» **What needs to be done**:
Pull out every line in the rows below that contains the string "Target" and copy each one unchanged.

» **Given records**:
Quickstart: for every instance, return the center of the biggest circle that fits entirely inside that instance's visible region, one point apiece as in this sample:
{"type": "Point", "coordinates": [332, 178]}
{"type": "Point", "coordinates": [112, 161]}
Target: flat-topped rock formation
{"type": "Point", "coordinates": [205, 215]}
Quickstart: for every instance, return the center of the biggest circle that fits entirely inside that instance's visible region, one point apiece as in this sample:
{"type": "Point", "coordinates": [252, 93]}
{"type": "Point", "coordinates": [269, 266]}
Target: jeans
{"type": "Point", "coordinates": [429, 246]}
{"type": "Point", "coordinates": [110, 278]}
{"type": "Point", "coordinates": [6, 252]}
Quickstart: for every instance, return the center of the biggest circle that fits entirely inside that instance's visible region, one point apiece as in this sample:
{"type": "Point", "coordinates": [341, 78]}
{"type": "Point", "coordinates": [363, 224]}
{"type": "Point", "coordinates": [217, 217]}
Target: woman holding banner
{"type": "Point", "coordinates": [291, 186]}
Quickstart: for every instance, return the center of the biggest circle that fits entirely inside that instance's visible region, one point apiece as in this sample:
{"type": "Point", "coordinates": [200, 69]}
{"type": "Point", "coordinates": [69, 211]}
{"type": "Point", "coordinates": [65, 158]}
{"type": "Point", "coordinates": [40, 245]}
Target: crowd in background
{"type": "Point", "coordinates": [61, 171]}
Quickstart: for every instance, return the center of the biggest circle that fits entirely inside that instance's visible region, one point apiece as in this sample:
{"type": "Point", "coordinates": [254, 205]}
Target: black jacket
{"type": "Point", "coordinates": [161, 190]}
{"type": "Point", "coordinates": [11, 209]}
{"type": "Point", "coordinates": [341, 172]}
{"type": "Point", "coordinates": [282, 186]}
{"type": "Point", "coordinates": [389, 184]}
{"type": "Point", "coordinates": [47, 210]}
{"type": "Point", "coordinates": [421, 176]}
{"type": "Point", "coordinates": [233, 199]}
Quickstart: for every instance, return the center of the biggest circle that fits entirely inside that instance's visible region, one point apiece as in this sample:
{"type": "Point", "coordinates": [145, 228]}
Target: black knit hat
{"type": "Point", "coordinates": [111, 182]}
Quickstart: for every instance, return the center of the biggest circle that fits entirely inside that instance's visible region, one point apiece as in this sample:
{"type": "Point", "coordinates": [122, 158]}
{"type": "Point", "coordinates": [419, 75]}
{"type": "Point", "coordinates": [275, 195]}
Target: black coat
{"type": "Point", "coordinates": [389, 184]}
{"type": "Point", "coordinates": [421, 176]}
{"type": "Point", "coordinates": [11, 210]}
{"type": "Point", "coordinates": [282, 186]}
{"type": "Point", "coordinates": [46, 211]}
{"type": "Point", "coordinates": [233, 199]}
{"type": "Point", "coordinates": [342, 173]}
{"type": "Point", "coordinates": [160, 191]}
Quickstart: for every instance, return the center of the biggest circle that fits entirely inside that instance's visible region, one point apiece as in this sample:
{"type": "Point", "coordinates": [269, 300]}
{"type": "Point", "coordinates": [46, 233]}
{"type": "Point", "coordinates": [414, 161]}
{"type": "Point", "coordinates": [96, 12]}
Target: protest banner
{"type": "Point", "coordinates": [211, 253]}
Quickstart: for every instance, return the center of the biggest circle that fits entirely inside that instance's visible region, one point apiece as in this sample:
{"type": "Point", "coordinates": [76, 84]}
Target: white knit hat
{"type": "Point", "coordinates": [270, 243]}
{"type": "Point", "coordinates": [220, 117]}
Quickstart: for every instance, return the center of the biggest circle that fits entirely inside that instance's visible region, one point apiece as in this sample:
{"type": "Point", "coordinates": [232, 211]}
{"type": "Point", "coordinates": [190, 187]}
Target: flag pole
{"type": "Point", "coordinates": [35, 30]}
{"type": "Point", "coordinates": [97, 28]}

» **Exercise answer**:
Target: flat-topped rock formation
Target: jeans
Target: woman holding banner
Target: crowd in background
Target: black jacket
Target: black knit hat
Target: black coat
Target: protest banner
Target: white knit hat
Target: flag pole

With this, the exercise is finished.